▼

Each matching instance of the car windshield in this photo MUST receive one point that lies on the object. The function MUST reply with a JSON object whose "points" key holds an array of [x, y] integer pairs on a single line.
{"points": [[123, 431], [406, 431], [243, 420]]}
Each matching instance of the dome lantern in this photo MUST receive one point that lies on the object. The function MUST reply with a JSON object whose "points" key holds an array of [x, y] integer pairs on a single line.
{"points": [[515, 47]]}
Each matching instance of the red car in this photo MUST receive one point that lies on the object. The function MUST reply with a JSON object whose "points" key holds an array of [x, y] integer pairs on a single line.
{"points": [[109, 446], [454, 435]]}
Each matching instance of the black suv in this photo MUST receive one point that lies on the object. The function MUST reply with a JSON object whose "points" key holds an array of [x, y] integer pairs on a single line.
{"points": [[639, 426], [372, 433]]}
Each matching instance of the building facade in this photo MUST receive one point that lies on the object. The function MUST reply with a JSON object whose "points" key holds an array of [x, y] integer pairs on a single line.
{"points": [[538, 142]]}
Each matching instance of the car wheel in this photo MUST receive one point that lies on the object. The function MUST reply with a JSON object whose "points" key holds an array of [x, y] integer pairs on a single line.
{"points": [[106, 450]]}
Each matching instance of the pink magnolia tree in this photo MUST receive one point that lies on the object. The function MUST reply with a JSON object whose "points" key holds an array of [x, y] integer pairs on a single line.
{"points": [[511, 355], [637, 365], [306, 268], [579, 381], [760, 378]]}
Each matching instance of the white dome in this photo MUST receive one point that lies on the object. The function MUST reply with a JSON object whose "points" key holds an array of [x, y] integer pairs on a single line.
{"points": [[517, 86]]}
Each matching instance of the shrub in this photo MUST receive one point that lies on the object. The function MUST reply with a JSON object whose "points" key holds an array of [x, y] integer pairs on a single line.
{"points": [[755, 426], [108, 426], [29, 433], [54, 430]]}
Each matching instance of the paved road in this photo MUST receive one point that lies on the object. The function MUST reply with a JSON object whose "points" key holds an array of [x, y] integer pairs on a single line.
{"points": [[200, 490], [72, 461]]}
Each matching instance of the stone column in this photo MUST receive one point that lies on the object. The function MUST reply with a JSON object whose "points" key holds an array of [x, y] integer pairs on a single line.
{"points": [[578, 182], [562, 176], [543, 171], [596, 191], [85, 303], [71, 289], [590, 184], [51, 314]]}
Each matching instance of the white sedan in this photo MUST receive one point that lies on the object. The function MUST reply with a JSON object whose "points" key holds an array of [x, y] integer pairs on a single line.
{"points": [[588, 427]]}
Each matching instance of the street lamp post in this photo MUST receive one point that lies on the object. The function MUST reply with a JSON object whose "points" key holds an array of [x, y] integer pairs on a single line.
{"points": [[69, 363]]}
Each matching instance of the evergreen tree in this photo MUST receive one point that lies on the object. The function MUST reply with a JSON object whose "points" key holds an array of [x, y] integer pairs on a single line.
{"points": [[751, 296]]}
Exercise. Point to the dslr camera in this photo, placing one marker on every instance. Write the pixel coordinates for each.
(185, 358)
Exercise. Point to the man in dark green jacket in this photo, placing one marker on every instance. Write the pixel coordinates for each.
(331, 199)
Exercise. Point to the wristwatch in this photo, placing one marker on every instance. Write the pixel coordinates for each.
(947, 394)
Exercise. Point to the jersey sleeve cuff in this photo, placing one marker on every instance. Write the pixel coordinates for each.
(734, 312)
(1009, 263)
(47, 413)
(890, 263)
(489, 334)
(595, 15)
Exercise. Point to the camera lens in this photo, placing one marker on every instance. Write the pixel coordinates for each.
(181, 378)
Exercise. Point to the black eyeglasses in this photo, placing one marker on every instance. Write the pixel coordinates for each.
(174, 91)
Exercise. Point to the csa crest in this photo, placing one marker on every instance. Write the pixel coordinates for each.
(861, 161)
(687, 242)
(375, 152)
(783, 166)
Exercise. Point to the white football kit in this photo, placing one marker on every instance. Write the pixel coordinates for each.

▲

What is required: The answer must consist of every entry, set down exactly as given.

Response:
Each matching instance of the car windshield in this photo MUST receive one point that lies on the object. The function MUST reply with a JSON object whose "points" key holds an array of [x, y] integer pairs on a single line.
{"points": [[123, 431], [406, 431], [243, 420]]}
Each matching instance of the dome lantern in this photo MUST receive one point that lies on the object. The function MUST reply with a JSON object whose "points" key holds an array of [x, y] integer pairs on a single line.
{"points": [[515, 47]]}
Each matching instance of the red car in this photo MUST receive one point that lies on the object. The function MUST reply with a JSON object whose "points" key holds an array of [x, y] integer pairs on a single line.
{"points": [[109, 446], [454, 435]]}
Each matching instance of the black suv in this photo MUST receive one point that lies on the object. The function MUST reply with a JSON object whose "points" key holds an array of [x, y] integer pairs on a single line.
{"points": [[639, 426], [372, 433]]}
Each matching instance of the building facade in this photo MUST receive one point that lies on the object. The function MUST reply with a JSON object whose "points" key holds an array of [x, y] integer pairs on a single line.
{"points": [[538, 142]]}
Each matching instance of the car wheel in this photo MUST receive one point that lies on the object. The function MUST reply with a JSON object whose "points" key holds an array of [x, y] integer pairs on a single line.
{"points": [[106, 450]]}
Each matching instance of the pink magnolia tree in this photo MUST receive one point that lies on the object. The function MUST reply with a JSON object whose "points" key holds an array of [x, y] integer pairs on a single line.
{"points": [[511, 355], [637, 365], [306, 268], [579, 381], [760, 378]]}
Each matching instance of the white dome in this photo MUST receive one point that lies on the object. The function MUST reply with a JSON object whose "points" key holds an array of [x, y] integer pairs on a single line.
{"points": [[517, 86]]}
Each matching instance of the shrub in this photo MUST receive one point that lies on the object. The function MUST reply with a JSON object whose "points" key holds an array of [x, y] integer pairs on a single line.
{"points": [[755, 426], [108, 426], [29, 433], [54, 430]]}
Each matching instance of the paved road in this photo MUST receive one point that lies on the object. The function MUST reply with a JSON object whose "points" key holds an array of [x, y] integer pairs on a single line.
{"points": [[200, 490], [72, 461]]}
Each matching instance of the stone column in this photo MUST receive one point that lies on the object. The function MUST reply with a JSON object whose "points" key holds an array of [x, y] integer pairs on a single line.
{"points": [[578, 182], [562, 176], [543, 171], [596, 191], [85, 303], [71, 289], [590, 184], [51, 314]]}
Each matching instance of the white sedan in this photo MUST receive one point that lies on the object. The function MUST reply with a JSON object whose "points" key holds an array of [x, y] integer pairs on a single line.
{"points": [[588, 427]]}
Each matching instance of the street lamp post in this photo MUST receive one point that lies on the object. The function MUST reply with a JSON object whose "points" key holds an array of [x, y] integer pairs on a single line.
{"points": [[69, 363]]}
Each matching instance of the evergreen tree in this photo MUST receive one point that lies on the object. The function MUST reply with a JSON object whose "points" key holds an array of [x, y] integer pairs on a single line.
{"points": [[751, 296]]}
Exercise. Point to the dslr camera in this photo, placing one marker on every instance. Write the pixel coordinates for each.
(185, 358)
Exercise. Point to the man in dark green jacket in this photo, placing one marker on every instance. Write the pixel coordinates for each.
(331, 199)
Exercise. Point to the wristwatch in this photo, placing one marker on every instance. Write the pixel coordinates for each.
(947, 394)
Exercise. Point to the jersey sleeve cuff in this photo, placing one marker on every instance. Write the pixel coordinates for each.
(734, 312)
(1009, 263)
(47, 413)
(890, 263)
(489, 334)
(595, 15)
Exercise. Point to the camera lens in this photo, placing one marker on every instance. Write the pixel coordinates for each.
(181, 378)
Exercise. Point to the black eyeglasses in this photo, placing one marker on every instance. Write the pixel coordinates for each.
(174, 91)
Exercise. Point to the csa crest in this photo, placing one marker on every instance. Write the pixel coordinates for each.
(861, 161)
(687, 242)
(375, 152)
(783, 166)
Exercise. Point to the white football kit in this photo, placing one marker on every instance. Write the pixel coordinates for each.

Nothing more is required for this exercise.